● **Extracted data**:
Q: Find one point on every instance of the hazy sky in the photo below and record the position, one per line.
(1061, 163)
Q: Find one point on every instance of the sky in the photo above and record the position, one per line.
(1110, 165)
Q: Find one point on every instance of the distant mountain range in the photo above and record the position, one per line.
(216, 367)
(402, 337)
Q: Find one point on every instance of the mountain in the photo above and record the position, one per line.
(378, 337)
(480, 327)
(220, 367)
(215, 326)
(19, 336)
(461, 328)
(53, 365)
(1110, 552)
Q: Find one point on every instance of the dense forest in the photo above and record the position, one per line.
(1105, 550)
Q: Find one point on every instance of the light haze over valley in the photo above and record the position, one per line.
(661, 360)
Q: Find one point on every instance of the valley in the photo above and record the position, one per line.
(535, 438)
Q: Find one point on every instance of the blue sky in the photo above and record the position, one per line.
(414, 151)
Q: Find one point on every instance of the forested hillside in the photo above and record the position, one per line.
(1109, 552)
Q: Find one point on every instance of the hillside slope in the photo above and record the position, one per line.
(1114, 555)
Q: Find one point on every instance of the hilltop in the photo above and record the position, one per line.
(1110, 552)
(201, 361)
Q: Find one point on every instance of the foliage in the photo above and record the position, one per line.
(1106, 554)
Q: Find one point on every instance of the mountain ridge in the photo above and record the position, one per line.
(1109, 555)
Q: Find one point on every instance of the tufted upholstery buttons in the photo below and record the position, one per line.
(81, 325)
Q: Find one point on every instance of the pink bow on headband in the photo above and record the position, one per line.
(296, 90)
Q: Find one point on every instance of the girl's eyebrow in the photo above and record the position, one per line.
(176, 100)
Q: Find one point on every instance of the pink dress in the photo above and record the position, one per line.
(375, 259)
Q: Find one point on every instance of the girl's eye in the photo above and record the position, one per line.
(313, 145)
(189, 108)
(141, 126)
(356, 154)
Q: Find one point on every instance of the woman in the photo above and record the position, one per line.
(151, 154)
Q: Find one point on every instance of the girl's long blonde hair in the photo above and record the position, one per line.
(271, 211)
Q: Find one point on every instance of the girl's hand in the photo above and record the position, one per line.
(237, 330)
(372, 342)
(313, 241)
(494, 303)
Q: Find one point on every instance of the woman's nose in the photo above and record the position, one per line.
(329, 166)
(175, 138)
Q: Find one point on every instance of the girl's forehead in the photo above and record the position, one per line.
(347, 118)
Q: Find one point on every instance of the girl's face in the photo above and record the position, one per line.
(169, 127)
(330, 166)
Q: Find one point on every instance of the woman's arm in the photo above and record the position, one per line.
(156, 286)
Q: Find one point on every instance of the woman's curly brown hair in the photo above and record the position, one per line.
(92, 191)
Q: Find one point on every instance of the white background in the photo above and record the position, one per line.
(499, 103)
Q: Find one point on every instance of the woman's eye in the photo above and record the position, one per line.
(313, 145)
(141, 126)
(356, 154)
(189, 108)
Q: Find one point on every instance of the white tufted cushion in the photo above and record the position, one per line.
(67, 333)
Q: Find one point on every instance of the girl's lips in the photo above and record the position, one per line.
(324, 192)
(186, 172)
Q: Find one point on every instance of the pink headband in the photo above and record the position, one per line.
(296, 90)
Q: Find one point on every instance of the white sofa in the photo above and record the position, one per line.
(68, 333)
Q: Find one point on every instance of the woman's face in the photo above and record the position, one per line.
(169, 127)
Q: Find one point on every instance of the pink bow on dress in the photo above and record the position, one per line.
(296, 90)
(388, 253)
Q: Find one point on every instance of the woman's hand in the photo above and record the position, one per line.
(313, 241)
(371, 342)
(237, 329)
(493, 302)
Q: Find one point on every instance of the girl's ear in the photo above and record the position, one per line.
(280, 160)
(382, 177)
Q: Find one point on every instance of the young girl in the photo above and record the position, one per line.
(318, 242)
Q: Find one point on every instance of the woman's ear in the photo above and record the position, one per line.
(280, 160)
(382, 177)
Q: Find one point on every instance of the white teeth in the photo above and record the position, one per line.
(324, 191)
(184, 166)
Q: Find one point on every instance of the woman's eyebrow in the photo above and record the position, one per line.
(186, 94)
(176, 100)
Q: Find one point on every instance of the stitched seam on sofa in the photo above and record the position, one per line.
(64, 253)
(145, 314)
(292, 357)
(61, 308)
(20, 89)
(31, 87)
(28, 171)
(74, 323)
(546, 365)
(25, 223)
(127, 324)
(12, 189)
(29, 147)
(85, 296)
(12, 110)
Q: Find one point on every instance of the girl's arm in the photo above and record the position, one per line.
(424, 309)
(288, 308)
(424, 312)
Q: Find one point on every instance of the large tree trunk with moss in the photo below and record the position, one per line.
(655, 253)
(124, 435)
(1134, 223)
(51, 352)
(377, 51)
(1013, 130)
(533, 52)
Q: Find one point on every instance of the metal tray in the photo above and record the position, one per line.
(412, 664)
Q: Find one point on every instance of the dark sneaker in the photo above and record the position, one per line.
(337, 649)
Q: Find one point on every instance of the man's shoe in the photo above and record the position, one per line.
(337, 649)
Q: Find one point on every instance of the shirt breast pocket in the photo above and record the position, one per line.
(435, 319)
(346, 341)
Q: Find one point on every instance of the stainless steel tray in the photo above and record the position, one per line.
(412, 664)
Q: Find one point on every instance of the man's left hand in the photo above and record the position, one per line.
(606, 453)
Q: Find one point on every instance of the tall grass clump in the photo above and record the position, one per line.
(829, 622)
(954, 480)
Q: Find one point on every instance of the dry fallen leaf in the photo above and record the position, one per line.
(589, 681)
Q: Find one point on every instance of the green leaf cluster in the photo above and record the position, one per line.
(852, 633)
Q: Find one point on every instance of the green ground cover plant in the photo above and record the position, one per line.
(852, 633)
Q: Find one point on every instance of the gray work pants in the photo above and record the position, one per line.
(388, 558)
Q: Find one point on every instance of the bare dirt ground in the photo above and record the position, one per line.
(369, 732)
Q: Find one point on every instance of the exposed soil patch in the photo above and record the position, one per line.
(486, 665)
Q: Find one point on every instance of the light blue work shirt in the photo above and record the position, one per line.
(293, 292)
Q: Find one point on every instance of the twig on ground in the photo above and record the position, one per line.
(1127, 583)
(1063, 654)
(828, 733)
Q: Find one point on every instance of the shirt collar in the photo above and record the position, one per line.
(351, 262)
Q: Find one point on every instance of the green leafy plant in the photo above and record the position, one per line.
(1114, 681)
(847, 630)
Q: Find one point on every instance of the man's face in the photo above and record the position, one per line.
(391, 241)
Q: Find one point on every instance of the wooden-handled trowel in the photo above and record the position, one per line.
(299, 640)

● **Work instructions**: Retype, exactly and only, the lines running from the one with "Q: Find one point on every instance of the dry" through the final line of the listing above.

● **Reply**:
Q: Find one point on every instance of the dry fallen leaf in the photo above and record the position, one per line.
(589, 681)
Q: Find one point on every instance of the green leaf cluster in the photo above and record the position, one per line.
(852, 633)
Q: Find one point on every instance of the green ground cover plant in the photo above and record the position, one per line.
(852, 633)
Q: Find one point on every instance of the gray work pants in the photo above and record the position, one per line.
(388, 558)
Q: Find one point on every instance of the bare dirt ground in the photo above and record the position, one per line.
(369, 732)
Q: Find one point on every instance of the exposed soil patch in the photo above and record the position, one per line.
(486, 665)
Q: Find one point on every instance of the light blue work shirt in the photo above and record the position, one per line.
(293, 292)
Q: Find one point on every instance of the twig on ground in the photo above and record the position, one per line.
(1127, 583)
(1063, 654)
(828, 733)
Q: Find one point on every instance of the shirt collar in the photo above and record the position, one per line.
(351, 262)
Q: Find one point on every instance of the green leafy plant in the photo above and record the position, one per line.
(1114, 681)
(847, 630)
Q: Find one point on every instance of the man's face in the photo above and record the position, one per line.
(391, 241)
Q: Find one point on every instance of the wooden-handled trowel in the photo above and record the position, one per line.
(299, 640)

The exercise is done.